*** RECORD EXTRACTS ***

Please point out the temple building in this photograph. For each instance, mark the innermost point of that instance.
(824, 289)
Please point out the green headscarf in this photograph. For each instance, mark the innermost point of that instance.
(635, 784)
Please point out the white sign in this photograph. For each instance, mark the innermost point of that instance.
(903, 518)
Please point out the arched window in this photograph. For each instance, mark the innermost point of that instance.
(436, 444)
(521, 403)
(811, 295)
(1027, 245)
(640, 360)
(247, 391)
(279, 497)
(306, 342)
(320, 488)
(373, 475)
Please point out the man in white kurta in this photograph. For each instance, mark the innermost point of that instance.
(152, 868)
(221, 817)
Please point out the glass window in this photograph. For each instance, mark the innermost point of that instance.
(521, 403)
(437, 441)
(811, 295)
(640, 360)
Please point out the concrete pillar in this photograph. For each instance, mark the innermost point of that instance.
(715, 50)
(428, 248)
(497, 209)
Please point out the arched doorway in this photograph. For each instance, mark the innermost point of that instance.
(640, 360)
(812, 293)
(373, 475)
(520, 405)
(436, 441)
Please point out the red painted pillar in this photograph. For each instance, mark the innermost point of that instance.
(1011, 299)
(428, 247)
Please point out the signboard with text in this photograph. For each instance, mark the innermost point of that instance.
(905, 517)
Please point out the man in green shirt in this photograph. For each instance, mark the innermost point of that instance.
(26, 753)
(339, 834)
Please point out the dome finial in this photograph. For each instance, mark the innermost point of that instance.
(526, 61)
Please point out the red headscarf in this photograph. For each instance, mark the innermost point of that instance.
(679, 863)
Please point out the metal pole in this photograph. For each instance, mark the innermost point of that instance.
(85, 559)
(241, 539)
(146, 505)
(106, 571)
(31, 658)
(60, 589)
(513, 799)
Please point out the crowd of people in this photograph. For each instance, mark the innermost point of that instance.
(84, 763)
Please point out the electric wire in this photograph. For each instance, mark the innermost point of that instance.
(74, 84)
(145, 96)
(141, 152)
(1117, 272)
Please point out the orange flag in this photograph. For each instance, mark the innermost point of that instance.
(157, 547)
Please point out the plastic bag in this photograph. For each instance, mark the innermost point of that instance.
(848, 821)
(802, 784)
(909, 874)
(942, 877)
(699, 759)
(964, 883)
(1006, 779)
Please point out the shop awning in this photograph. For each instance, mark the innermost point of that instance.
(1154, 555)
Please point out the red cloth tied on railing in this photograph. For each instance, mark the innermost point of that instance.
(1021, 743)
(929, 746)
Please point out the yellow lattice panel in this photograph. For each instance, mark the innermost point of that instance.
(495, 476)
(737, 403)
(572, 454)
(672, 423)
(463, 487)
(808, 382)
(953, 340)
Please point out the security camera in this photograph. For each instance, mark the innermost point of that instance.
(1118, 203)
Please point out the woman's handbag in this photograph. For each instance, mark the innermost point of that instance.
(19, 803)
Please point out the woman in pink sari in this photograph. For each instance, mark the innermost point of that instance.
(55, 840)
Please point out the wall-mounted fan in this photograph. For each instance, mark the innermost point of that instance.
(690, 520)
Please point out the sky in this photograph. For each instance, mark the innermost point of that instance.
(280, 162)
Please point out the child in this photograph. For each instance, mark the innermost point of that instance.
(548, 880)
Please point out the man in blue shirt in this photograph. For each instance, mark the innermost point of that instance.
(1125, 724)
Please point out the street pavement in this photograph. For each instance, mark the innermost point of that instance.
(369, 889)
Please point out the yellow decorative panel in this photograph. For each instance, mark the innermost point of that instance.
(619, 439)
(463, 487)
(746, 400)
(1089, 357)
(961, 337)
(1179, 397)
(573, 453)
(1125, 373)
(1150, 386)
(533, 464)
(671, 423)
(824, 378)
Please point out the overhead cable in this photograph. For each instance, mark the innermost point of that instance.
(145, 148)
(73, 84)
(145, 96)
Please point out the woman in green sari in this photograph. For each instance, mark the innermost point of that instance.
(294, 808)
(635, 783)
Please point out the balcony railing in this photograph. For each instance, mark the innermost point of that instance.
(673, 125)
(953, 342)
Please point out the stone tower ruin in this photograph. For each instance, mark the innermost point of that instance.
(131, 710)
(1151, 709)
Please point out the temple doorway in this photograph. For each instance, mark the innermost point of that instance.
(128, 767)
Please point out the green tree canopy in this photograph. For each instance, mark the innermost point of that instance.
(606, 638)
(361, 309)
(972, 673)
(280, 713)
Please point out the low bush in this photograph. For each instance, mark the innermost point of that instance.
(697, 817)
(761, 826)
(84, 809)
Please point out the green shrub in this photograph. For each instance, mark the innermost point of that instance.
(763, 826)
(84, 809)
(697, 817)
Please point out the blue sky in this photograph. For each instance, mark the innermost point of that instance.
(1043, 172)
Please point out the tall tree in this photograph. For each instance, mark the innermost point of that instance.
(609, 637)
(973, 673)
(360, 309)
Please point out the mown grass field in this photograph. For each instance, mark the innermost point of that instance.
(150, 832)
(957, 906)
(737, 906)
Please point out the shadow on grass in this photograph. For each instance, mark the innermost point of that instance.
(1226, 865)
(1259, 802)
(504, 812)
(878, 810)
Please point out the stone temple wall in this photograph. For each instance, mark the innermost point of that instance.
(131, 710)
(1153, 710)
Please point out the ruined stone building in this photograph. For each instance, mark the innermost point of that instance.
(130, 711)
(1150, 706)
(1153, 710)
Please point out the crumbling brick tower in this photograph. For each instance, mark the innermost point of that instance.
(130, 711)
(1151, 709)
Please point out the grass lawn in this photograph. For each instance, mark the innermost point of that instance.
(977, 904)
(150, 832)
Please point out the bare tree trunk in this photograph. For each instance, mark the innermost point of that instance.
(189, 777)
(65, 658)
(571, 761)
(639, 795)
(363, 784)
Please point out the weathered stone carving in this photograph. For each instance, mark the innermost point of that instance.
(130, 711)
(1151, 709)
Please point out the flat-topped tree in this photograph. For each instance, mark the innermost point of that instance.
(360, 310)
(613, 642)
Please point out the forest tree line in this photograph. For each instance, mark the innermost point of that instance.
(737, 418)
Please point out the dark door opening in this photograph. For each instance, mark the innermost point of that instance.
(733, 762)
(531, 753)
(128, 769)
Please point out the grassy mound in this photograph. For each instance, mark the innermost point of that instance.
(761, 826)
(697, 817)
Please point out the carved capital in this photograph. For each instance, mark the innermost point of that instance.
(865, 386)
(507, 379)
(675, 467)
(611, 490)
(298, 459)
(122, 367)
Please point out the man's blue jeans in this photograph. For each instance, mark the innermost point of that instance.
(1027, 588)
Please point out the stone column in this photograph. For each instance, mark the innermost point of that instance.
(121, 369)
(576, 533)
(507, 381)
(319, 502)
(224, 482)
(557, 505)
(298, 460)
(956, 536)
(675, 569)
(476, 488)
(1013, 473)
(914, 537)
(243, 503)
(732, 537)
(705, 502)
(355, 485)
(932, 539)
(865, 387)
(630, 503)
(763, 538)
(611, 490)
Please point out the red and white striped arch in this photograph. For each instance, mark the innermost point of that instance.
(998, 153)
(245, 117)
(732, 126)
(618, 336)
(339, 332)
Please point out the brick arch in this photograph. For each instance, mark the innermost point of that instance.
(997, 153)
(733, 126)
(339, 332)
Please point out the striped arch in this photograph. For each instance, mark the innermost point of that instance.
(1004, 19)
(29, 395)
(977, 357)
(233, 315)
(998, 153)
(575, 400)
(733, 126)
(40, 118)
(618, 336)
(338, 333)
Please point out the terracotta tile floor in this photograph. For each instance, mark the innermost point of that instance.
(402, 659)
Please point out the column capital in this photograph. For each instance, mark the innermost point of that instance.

***

## WHAT IS EXPECTED
Exact copies of all the records are to be printed.

## YOUR SOLUTION
Please point out the temple building in this photograph. For each instance, mark the innermost point of that instance.
(824, 289)
Please point out the green headscarf in this photograph. For each instance, mark the innermost point of that instance.
(635, 784)
Please point out the white sign in this photograph. For each instance, mark the innermost point of that instance.
(903, 518)
Please point out the arched window in this photograph. For each instance, mark the innermost point of that instance.
(436, 444)
(521, 403)
(811, 295)
(1027, 245)
(640, 360)
(247, 391)
(279, 497)
(306, 342)
(320, 488)
(373, 475)
Please point out the man in white kurta in this photograph. For each instance, mark the innermost point of that instance.
(152, 868)
(221, 817)
Please point out the glass window in this photograph. For each instance, mark the innermost point of that instance.
(521, 403)
(437, 441)
(811, 295)
(640, 360)
Please point out the concrete pillar in this photograph. For each instance, mark the innermost point of that instance.
(715, 50)
(428, 248)
(497, 209)
Please point out the arched doorway in this photograph. For each instance, mark the innermost point of that instance.
(640, 360)
(812, 293)
(373, 475)
(520, 405)
(436, 441)
Please point out the red painted pillar in this photograph. For each instance, mark the innermost point of that instance.
(1011, 299)
(428, 247)
Please point out the signboard with text in this photograph. For each instance, mark the innermost point of that instance.
(905, 517)
Please point out the man in green shirt in this photograph. For each instance, mark the innermost point of that instance.
(26, 753)
(339, 834)
Please point out the dome finial in this photograph. For each instance, mark the innermost point of that instance.
(526, 61)
Please point out the red headscarf in this photograph. For each instance, mark the innermost point of that instance.
(679, 863)
Please point out the metal pole in this photograph. For each instance, mark the innermost point of that instance.
(85, 559)
(241, 539)
(146, 505)
(106, 571)
(31, 658)
(60, 589)
(513, 799)
Please point out the crowd of people in this photograph. For each instance, mark the innermost point of that instance.
(84, 763)
Please point out the electric wire in this photograph. For each instance, mark the innermost point of that instance.
(74, 84)
(145, 96)
(141, 152)
(1117, 272)
Please point out the orange flag in this photograph. For each instance, mark the innermost point of that instance.
(157, 547)
Please point out the plastic bag in this photograph. For each instance, mark the innermost point of that instance.
(848, 821)
(802, 784)
(909, 874)
(942, 877)
(699, 759)
(964, 883)
(1006, 779)
Please point out the shop awning in this photograph. For each instance, mark the innermost point of that instance.
(1154, 555)
Please point out the red cloth tied on railing in this photograph. For each instance, mark the innermost point of that instance.
(1021, 743)
(929, 746)
Please point out the yellow lattice panel in this photograph. For each instance, mark the innermost point of that instance.
(495, 476)
(737, 403)
(572, 454)
(672, 423)
(463, 487)
(808, 382)
(953, 340)
Please point out the security camera in this photograph. For each instance, mark the innermost point of that instance.
(1118, 203)
Please point out the woman's handbag in this photograph. For each instance, mark the innermost point of that instance.
(19, 803)
Please point out the woman in pink sari in this photograph. For each instance, mark the innermost point of that instance.
(55, 840)
Please point out the wall-mounted fan in this photograph. For each instance, mark the innermost point of that instance.
(690, 520)
Please point out the sky in this photograph. For each instance, mark the innermost point of that instance.
(280, 162)
Please point out the child in this photograph. For each instance, mark the innermost point of that instance.
(548, 880)
Please point out the man in blue shirt in this photograph. For each instance, mark the innermost point of that instance.
(1125, 724)
Please point out the street pavement in this photograph. For each instance, mark the innermost point of that instance.
(369, 889)
Please point out the yellow decorative panel in this photograph. For each instance, mark the innermost point of that instance.
(619, 439)
(463, 487)
(746, 400)
(1089, 357)
(961, 337)
(1179, 397)
(573, 453)
(1125, 373)
(1150, 386)
(533, 464)
(671, 423)
(824, 378)
Please point out the overhead cable in this photograph. For each instance, mark the innermost point of that instance.
(145, 148)
(73, 84)
(145, 96)
Please point out the woman in green sari in this photograph. For each instance, mark the innermost point of that instance.
(294, 808)
(635, 783)
Please point out the balcony railing in this photograph. For each instance, mark the innermost point of that instance.
(673, 125)
(953, 342)
Please point out the stone tower ruin in this photograph. For each instance, mark the innermost point of that instance.
(131, 710)
(1151, 709)
Please point out the temple doorway in this photograph. For each instance, mark the innermost point of that instance.
(128, 767)
Please point out the green tree canopy in this photograph. For each instance, mark the innermost point of that instance.
(606, 638)
(361, 309)
(972, 673)
(280, 713)
Please point out the low bush in this photograph. For each instance, mark the innermost point of that instance.
(697, 817)
(761, 826)
(84, 809)
Please point out the green shrub in this photograph. For each instance, mark the innermost point of that instance.
(763, 826)
(84, 809)
(697, 817)
Please point out the blue sky in this photograph. For each instance, mark the innermost point of that instance.
(1043, 172)
Please point out the tall tree in this photograph. For each instance, mark the innermost point of that instance.
(609, 637)
(973, 673)
(360, 309)
Please point out the mown grass field in this photograph. For each instance, mark the innermost point of that instance.
(150, 832)
(957, 906)
(737, 906)
Please point out the shadow on grass in this photograph. For each instance, mark the innermost point of that instance.
(1226, 865)
(1259, 802)
(504, 812)
(878, 810)
Please point out the stone temple wall in this photograph. For each instance, mark the innermost point of that instance.
(131, 710)
(1153, 710)
Please point out the ruined stone building in this photograph. For each instance, mark the innermost point of that instance.
(130, 711)
(1150, 706)
(1153, 710)
Please point out the crumbling brick tower in this photograph. For each instance, mark the innermost point of that instance.
(130, 711)
(1151, 709)
Please point out the grass lawn in this photograph. For each instance, mark the innermost point of that instance.
(977, 904)
(150, 832)
Please point out the bare tree trunk in this photograph. For each instance, mark the innermost point of that instance.
(189, 777)
(65, 658)
(571, 761)
(639, 795)
(363, 784)
Please point out the weathered stone carving in this photograph. For each instance, mark the innermost point of that instance.
(130, 711)
(1151, 709)
Please point out the flat-topped tree in this photograph. For each instance, mark the innermost point of that instance.
(360, 310)
(613, 642)
Please point out the forest tree line in this photograph. For each instance, mark the innermost point of that instance.
(737, 418)
Please point out the dark door opening in this photograph. For each instance, mark the innermost point of that instance.
(733, 762)
(531, 753)
(128, 769)
Please point out the grassy mound in this photograph. For each instance, mark the innermost point of that instance.
(761, 826)
(697, 817)
Please point out the carved capital in this photograph. For each instance, mark the innermost point of that instance.
(865, 386)
(507, 379)
(675, 467)
(611, 490)
(298, 459)
(122, 367)
Please point out the man's blue jeans in this photograph. For each instance, mark the innermost point of that instance.
(1027, 588)
Please point out the stone column in this photograph. For each instance, mark the innermost point of that instance.
(121, 369)
(576, 533)
(507, 381)
(319, 502)
(224, 482)
(557, 505)
(298, 460)
(956, 536)
(675, 569)
(476, 488)
(1013, 473)
(914, 537)
(243, 503)
(732, 537)
(705, 502)
(355, 485)
(932, 539)
(865, 387)
(630, 503)
(763, 538)
(611, 490)
Please point out the red and white striped arch in this photograph. For each instance, mark the innermost point of that instance.
(998, 153)
(245, 117)
(732, 126)
(618, 336)
(339, 332)
Please point out the brick arch in this photograph. For each instance, mark the innermost point of that instance.
(997, 153)
(733, 126)
(339, 332)
Please point out the striped arch in this photograph. For each instance, mark the innermost point of that instance.
(1004, 19)
(29, 395)
(977, 357)
(233, 315)
(998, 153)
(575, 400)
(733, 126)
(40, 118)
(618, 336)
(338, 333)
Please point out the terracotta tile floor in this photograph. For each instance, mark the innermost point of that instance.
(402, 659)
Please point out the column capital in this photograph. For each instance, mark the innermost point of that instance.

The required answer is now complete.